◆ WORKING DATA ◆
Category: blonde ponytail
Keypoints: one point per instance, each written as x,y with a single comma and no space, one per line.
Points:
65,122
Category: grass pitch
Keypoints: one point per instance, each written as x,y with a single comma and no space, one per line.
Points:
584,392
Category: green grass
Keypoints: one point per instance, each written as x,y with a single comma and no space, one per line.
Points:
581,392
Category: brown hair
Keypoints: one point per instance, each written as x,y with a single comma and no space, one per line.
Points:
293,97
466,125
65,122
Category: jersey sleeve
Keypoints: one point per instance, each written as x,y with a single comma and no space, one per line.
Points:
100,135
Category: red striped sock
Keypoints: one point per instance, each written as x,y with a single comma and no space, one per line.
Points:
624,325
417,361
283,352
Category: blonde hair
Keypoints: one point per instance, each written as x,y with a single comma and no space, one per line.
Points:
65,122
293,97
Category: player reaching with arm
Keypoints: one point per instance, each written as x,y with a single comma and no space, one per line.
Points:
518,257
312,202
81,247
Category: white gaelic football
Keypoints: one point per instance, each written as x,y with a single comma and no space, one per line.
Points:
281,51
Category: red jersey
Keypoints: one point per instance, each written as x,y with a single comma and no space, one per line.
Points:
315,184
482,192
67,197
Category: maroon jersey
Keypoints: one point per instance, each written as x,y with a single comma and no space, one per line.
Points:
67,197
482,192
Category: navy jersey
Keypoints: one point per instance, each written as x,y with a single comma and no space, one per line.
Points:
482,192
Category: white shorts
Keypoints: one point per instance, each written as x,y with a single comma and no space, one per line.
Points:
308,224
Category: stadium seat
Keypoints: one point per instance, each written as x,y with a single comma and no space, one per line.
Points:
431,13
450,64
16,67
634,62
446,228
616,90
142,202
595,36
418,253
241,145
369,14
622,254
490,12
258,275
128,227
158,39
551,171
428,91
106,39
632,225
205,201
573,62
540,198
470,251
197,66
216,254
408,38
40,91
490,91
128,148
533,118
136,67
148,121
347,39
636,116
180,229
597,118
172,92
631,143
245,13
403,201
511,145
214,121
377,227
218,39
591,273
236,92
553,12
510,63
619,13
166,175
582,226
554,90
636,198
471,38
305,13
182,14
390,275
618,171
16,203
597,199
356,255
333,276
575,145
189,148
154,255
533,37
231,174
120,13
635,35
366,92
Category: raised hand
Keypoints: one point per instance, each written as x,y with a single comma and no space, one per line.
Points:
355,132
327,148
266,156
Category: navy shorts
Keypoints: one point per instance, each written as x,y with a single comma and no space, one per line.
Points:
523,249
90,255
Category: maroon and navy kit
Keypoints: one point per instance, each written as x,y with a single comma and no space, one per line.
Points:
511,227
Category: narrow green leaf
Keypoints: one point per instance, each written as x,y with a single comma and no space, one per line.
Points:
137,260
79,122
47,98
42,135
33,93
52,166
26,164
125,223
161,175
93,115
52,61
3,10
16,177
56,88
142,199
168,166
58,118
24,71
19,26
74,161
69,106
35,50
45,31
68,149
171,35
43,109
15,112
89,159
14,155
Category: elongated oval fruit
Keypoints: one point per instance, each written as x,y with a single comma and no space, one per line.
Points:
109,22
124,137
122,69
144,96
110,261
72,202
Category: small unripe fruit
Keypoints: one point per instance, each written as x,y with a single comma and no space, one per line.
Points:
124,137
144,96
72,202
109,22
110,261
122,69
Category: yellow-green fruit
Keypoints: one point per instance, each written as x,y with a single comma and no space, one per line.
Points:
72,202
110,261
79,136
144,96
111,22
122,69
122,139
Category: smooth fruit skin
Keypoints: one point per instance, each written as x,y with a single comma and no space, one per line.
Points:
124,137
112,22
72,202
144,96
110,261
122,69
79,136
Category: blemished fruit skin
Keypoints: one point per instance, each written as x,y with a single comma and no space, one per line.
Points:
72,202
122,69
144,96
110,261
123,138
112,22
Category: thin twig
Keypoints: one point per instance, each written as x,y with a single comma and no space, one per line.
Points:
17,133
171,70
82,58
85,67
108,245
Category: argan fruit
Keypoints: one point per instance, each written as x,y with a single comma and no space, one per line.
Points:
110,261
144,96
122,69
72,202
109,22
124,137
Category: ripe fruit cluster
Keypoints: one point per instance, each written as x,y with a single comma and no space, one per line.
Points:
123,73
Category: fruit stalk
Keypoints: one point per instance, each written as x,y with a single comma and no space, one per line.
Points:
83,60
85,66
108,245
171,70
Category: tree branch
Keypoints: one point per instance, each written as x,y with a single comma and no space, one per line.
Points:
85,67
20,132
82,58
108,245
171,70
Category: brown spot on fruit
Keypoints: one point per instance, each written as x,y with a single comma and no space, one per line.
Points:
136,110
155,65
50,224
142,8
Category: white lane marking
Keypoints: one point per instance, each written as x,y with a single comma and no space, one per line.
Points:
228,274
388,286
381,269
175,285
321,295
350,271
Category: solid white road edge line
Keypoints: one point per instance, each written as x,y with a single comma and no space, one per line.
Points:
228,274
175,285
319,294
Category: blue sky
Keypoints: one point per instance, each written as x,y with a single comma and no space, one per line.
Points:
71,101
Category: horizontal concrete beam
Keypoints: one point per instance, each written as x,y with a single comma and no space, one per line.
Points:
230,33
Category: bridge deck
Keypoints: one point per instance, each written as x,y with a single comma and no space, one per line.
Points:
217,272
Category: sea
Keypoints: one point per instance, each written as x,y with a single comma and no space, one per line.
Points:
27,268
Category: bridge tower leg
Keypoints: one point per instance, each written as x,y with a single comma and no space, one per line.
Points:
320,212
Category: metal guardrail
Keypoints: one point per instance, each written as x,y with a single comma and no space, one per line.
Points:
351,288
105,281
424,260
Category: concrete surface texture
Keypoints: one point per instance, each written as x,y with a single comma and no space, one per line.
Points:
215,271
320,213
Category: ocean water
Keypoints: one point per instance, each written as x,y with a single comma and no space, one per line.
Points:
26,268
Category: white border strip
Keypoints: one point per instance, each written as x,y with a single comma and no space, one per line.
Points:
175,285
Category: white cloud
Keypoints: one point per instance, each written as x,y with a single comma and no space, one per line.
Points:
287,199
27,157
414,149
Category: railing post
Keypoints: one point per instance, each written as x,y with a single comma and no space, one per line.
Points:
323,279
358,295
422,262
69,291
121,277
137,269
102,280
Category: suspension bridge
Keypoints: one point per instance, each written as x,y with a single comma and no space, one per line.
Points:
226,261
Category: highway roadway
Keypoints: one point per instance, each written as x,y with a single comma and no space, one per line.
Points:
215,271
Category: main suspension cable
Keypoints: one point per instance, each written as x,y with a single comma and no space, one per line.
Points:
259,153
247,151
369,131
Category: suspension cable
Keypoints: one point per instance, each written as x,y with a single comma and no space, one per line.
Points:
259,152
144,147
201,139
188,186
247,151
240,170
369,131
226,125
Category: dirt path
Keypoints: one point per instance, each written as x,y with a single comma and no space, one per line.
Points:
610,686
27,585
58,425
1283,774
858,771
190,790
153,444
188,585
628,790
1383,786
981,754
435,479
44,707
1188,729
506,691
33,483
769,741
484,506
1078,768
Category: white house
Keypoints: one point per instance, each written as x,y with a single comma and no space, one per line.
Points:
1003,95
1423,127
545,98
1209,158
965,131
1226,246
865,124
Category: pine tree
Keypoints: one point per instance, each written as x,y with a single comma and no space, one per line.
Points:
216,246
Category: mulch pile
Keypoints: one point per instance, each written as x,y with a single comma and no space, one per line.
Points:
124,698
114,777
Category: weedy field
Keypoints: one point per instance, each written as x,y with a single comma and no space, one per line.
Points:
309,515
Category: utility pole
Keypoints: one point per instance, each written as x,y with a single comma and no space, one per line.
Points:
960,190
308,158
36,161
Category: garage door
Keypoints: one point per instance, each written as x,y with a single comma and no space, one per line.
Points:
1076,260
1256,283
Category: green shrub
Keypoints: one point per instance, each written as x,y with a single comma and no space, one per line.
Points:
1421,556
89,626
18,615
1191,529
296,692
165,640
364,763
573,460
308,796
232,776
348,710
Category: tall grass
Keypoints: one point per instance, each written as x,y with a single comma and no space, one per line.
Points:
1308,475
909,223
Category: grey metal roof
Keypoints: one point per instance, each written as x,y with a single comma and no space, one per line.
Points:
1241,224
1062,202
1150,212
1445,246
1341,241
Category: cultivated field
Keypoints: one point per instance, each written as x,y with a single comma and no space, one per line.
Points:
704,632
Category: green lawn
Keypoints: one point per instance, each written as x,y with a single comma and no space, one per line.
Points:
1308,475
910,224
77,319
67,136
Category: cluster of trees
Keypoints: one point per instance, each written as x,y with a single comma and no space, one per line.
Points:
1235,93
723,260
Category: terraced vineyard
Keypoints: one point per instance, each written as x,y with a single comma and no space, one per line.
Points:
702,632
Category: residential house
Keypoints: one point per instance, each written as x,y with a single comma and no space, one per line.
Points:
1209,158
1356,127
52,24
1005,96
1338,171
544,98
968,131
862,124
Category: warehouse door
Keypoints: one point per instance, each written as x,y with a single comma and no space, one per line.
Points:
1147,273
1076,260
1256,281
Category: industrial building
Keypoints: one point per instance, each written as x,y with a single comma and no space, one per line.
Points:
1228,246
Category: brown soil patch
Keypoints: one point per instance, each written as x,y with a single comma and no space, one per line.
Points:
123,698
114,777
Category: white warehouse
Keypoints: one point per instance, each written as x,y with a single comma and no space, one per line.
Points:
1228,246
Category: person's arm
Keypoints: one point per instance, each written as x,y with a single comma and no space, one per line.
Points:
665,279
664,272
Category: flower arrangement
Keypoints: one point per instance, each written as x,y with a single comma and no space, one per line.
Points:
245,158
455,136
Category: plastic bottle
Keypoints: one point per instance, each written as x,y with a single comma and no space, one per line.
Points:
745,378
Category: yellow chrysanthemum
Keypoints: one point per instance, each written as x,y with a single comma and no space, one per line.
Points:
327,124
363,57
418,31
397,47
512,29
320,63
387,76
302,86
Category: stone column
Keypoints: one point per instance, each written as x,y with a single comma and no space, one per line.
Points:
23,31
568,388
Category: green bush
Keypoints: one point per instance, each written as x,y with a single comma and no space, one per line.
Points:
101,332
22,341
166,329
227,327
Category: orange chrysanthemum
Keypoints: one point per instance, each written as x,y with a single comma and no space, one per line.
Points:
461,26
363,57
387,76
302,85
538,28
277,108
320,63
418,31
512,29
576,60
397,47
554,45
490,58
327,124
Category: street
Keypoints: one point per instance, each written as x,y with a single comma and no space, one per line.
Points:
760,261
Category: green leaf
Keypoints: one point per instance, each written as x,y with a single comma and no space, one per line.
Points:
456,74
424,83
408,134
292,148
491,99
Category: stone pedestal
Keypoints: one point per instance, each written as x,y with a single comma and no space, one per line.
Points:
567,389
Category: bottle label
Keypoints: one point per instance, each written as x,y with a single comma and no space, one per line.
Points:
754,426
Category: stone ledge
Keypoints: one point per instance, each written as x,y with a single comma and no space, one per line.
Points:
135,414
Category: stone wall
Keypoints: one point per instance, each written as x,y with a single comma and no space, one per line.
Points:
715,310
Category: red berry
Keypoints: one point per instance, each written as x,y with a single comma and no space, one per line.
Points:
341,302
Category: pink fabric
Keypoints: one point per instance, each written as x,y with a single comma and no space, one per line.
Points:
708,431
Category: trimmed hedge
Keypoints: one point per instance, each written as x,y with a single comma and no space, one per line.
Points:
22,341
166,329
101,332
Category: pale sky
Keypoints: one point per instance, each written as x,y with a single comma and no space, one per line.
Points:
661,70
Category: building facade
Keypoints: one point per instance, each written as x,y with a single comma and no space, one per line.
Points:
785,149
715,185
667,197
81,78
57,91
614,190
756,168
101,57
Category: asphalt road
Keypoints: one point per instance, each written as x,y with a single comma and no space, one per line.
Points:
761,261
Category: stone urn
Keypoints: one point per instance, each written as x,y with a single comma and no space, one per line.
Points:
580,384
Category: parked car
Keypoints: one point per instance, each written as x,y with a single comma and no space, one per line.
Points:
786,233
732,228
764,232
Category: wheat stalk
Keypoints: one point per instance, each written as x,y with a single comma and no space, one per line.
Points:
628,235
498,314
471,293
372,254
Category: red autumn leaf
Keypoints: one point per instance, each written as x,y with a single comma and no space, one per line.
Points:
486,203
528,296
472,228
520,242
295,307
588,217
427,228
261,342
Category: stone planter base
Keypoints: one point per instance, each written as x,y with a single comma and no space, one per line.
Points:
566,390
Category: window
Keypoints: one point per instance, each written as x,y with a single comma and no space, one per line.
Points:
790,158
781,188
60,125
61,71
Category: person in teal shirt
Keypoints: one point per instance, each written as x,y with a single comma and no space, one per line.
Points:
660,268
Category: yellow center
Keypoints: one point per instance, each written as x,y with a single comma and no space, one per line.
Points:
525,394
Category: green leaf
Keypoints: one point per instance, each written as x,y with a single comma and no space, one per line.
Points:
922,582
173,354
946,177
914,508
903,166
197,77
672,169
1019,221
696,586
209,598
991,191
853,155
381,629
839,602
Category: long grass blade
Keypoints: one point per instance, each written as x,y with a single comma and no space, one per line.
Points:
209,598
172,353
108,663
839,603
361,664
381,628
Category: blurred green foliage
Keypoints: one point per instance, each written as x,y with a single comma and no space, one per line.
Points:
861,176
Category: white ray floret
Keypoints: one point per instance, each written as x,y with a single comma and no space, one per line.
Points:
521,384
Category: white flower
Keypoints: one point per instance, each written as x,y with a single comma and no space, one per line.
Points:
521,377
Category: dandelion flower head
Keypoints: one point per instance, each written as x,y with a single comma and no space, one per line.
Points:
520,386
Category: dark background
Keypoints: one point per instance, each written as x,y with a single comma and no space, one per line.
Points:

◆ EXERCISE PROMPT ◆
In the listing above, find each line where "leaf" occurs and copy it.

◆ EXPECTED OUTPUT ◆
Category: narrow green leaf
Category: green leaf
Category: red autumn leaf
Category: green leaf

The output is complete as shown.